■ **TASK GOAL**: Write out the listing below character for character, though without its pictures.

■ **MATERIAL PROVIDED**:

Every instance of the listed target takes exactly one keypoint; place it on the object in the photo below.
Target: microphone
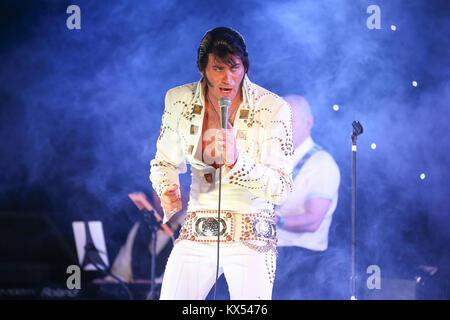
(224, 104)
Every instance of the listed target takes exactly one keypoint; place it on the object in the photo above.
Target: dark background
(80, 112)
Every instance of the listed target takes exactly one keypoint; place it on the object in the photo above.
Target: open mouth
(225, 91)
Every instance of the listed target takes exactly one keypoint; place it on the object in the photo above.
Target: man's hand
(170, 200)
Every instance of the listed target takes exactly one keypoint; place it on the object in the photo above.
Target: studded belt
(202, 226)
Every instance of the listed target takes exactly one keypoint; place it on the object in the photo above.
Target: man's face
(224, 79)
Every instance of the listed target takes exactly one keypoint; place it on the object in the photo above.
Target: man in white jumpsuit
(256, 150)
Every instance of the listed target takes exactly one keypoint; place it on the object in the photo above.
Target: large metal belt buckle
(264, 228)
(208, 227)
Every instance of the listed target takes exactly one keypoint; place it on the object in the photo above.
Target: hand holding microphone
(170, 200)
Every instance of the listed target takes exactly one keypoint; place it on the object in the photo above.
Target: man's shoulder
(182, 90)
(262, 95)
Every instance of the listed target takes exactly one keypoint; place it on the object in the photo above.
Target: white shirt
(318, 178)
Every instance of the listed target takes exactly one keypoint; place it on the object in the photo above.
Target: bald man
(304, 219)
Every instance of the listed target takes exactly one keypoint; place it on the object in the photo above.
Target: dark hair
(222, 42)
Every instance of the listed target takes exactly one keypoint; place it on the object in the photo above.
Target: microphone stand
(357, 130)
(153, 226)
(224, 104)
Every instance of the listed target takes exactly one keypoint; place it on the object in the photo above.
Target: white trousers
(191, 271)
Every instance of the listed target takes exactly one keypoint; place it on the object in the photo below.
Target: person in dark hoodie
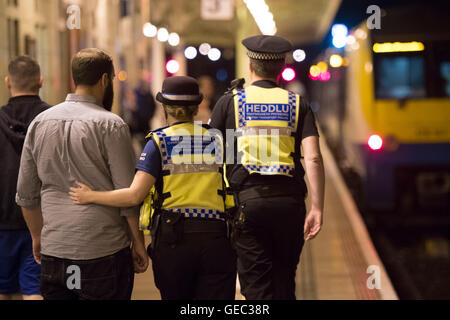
(19, 273)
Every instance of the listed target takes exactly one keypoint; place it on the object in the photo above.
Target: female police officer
(192, 257)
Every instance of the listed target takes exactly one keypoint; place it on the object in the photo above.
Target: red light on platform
(288, 74)
(375, 142)
(172, 66)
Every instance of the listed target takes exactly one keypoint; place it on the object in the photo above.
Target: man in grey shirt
(80, 140)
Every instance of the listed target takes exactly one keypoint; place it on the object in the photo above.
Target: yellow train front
(385, 108)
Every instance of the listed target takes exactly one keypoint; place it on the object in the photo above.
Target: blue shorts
(19, 273)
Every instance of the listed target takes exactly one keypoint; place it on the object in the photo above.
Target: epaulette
(154, 131)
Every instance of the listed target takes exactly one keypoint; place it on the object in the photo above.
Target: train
(384, 109)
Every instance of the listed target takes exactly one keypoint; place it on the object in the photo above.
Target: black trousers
(197, 266)
(268, 243)
(107, 278)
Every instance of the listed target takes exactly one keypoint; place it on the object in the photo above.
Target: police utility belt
(261, 191)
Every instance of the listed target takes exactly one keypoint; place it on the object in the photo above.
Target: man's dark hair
(267, 68)
(25, 74)
(89, 65)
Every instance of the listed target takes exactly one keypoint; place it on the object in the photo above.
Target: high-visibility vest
(267, 120)
(191, 182)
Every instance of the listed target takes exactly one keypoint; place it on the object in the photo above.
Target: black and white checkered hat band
(266, 56)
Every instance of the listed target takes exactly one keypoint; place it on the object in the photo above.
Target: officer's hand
(313, 224)
(80, 195)
(140, 257)
(37, 250)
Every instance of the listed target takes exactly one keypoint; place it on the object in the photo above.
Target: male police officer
(267, 177)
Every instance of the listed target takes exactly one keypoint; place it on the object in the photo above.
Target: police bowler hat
(180, 91)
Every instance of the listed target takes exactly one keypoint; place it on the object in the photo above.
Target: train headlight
(375, 142)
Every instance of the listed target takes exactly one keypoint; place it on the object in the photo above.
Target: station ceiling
(300, 21)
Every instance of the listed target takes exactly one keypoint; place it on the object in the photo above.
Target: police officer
(271, 125)
(180, 177)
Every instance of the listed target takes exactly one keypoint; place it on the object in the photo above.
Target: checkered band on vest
(266, 56)
(199, 213)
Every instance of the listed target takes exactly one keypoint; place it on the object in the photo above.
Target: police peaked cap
(180, 91)
(267, 47)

■ **SOLUTION FOR THIS TASK**:
Every instance of the listed target takes exactly one keypoint; place it on the object in the photo below.
Target: microphone
(224, 104)
Every instance of the listed target takes exactly one keypoint; place it on the object in the photo above.
Target: dark background
(80, 112)
Every instance of the listed target takes exactly one keypoint; place it on the object in the photo above.
Target: open mouth
(225, 91)
Every instance of the listed target takes exactly one keypoint; place it on the object in the photo above.
Target: man's hand
(170, 200)
Every instance of the listed target takes exactly one keypoint; place it on the object in the photo above.
Target: studded belt
(202, 226)
Every instance of the listed target takes exactly one keypoint; place it on the object in the photo above.
Target: man's face
(224, 79)
Every instance of the listed target takes exactly one keypoint; place it on the object in the photo above.
Target: man in white jumpsuit
(256, 150)
Every instance of the listed target takes exactly one keypoint; place it on the object in the photo above.
Target: large metal belt buckle
(264, 228)
(208, 227)
Every instance of the listed target takes exactly one keypoint; place it on the object in the photo above.
Target: hand holding microphone
(170, 200)
Every instance of the listed target takes exactly one keypoint; place it on the object in the photo above.
Target: man's shoulder
(182, 90)
(262, 95)
Every instance of the listed target takes exactly one keypoint; place it on the object in the photo above.
Target: white shirt
(318, 178)
Every instance of the listed target takes exactly one keypoint; place it on the object in the photo above.
Target: bald man
(304, 219)
Every instance of the listed target takes exactly one keypoint; place it on the object in the photo above.
Target: dark hair
(222, 42)
Every instance of the listed target takes exactly one keypoint; place it on the object in the photo above.
Target: microphone stand
(357, 130)
(153, 226)
(224, 104)
Every instance of the listed target takes exactly one keypoint; place it on the object in the photo above.
Target: white trousers
(191, 271)
Every instance of the listed target takes exactly one keypoint; place it on the object in the photo below.
Target: person in dark hoodie
(19, 273)
Every instance of the listed target takes exactly one keypoint; place it on the object in the photo above.
Target: female police officer
(192, 257)
Every instance of the listed target takes exactly one keypoint; place it on the object in the photo above.
Target: red light on platform
(288, 74)
(375, 142)
(172, 66)
Every instance of the listed target takes exactly one keypoint; place it on the object in the photo above.
Target: man in grey shirt
(80, 140)
Every instance of the listed target takes exactly one keypoint; place it on the object in the photo above.
Target: yellow train front
(385, 108)
Every instance of the listed target takes exactly one keypoint; place it on the object in the photo above.
Target: blue shorts
(19, 273)
Every instance of the listed target takes exactly one keypoint; place it on the object in the photo above.
Target: epaulette
(154, 131)
Every instance of the listed target takes exactly one keypoint; place it on the object in the photo above.
Target: train
(384, 109)
Every instance of the listed target takes exactly one keypoint; place it on the object in the photo above.
Target: black trousers
(197, 266)
(268, 243)
(107, 278)
Every instance of the listed target takes exactly one keypoint; place it on the object in the photo above.
Target: police utility belt
(261, 191)
Every instance of the listed target takes exactly one keypoint; place it on the object in the photo above.
Target: man's dark hair
(267, 68)
(25, 74)
(89, 65)
Every instance of the listed target takes exactly one keypoint; place it on the object in the photo above.
Target: high-visibility vest
(267, 120)
(191, 182)
Every instance of the listed target takes exactly one keypoint; place it on the object in the photo above.
Target: black and white checkered hat band
(266, 56)
Every instance of the listed target takes exactly one keypoint; place it on the object in the photo above.
Target: officer's hand
(313, 224)
(80, 195)
(140, 257)
(37, 250)
Every instance of the listed target takes exactly one keypoint; place it on the object in the photo above.
Target: male police officer
(267, 177)
Every instance of the listed target takes exactly one keypoint; place it on the object in the photo above.
Target: police bowler hat
(180, 91)
Every instance of the listed target takes exactly one keypoint; place it on the object in the photo above.
Target: train headlight
(375, 142)
Every instance of the listed target takes exactly one keypoint; place it on the object in the photo above.
Target: station ceiling
(300, 21)
Every instance of the listed target takes exactly one keypoint; place it on the object in the photo above.
Target: police officer
(271, 125)
(180, 177)
Every instance of the listed target takes exactly one keypoint; place it on the object in the photo above.
Target: checkered band on vest
(266, 56)
(199, 213)
Every instance of the listed target takes exactly one keypoint; place it on the object in the photo above.
Target: police peaked cap
(180, 91)
(267, 47)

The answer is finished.